begin

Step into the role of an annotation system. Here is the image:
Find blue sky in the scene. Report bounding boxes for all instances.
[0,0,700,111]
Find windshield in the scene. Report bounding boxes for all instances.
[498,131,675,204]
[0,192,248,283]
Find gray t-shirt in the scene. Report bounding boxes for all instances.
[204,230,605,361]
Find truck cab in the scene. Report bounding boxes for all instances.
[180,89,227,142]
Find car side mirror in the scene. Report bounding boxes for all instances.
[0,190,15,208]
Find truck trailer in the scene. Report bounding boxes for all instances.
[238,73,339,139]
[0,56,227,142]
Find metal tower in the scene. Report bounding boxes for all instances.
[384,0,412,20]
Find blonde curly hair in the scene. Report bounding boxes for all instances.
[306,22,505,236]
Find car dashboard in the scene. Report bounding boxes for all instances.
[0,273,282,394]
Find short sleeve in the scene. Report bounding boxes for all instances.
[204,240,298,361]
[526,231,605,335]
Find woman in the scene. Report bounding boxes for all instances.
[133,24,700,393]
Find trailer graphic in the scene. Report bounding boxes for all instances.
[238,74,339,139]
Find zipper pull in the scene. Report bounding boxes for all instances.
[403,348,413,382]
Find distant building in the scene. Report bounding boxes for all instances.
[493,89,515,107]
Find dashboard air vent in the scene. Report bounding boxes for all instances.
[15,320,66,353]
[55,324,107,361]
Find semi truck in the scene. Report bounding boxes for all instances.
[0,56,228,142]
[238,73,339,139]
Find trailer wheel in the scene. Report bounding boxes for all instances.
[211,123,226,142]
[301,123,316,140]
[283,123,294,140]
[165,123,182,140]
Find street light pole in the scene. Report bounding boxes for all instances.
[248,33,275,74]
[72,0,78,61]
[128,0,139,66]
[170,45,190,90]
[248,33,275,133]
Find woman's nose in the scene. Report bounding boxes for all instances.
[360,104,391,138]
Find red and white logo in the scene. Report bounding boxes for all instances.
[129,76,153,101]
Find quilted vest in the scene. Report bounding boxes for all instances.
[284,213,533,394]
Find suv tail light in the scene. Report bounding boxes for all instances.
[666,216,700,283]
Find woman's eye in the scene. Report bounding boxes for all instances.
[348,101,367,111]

end

● **Stated problem**:
Please reproduce all of the rows above word for word, changing nothing.

● **Answer to this exercise**:
Step into the role of an annotation system. Here is the image:
Find blue sky in the scene. Report bounding boxes for all instances.
[0,0,700,111]
Find windshield in the scene. Report bounding boxes for all instances.
[498,131,675,204]
[0,192,248,283]
Find gray t-shirt in the scene. Report bounding boxes for all instances.
[204,230,605,361]
Find truck cab in the scene. Report bounding boxes for all instances.
[180,89,227,142]
Find car side mirror in the scene. Report bounding boxes for all instances.
[0,190,15,208]
Find truck trailer in the scene. Report bounding boxes for all instances.
[238,73,339,139]
[0,56,227,142]
Find metal tower in the scene. Report bounding boxes for all instances.
[384,0,412,20]
Find blonde curly hair in the scene. Report bounding boxes for all instances.
[306,22,505,236]
Find car dashboard in the scene. Report bounding boxes for all instances.
[0,273,282,394]
Find short sleeve in the scene. Report bounding boxes for all instances.
[204,240,298,361]
[526,231,605,335]
Find woman in the scene. Report bounding boxes for all instances.
[133,24,700,393]
Find trailer graphic in the scene. Report bounding boxes for all instances.
[238,74,339,139]
Find zipper pull in the scene. Report bounding boxes for all instances.
[403,348,413,382]
Find distant building in the scene. Report bounding boxes for all instances.
[493,89,515,107]
Find dashboard air vent in the scene. Report bounding boxes for all instances.
[15,320,66,353]
[55,324,107,361]
Find semi truck in the scene. Report bounding boxes for all instances.
[0,56,228,142]
[238,73,339,139]
Find trailer wheel in the scene. Report bounding boxes for all instances.
[211,123,226,142]
[301,123,316,140]
[283,123,294,140]
[165,123,182,140]
Find street light pole in the scene. Report bounding boxes for all instances.
[248,33,275,74]
[72,0,78,61]
[128,0,139,66]
[170,45,190,90]
[248,33,275,133]
Find woman's nose in the scene. Report bounding boxes for all instances.
[360,104,391,138]
Find red and white logo in the scene. Report bounding boxes for all instances.
[129,76,153,101]
Find quilted vest in the scene. Report bounding boxes for all instances.
[284,213,533,394]
Find suv tail light in the scene. Report bounding boxes for all instances.
[666,216,700,283]
Find woman's eye in the scene. Report bounding boxes for all instances.
[348,101,367,111]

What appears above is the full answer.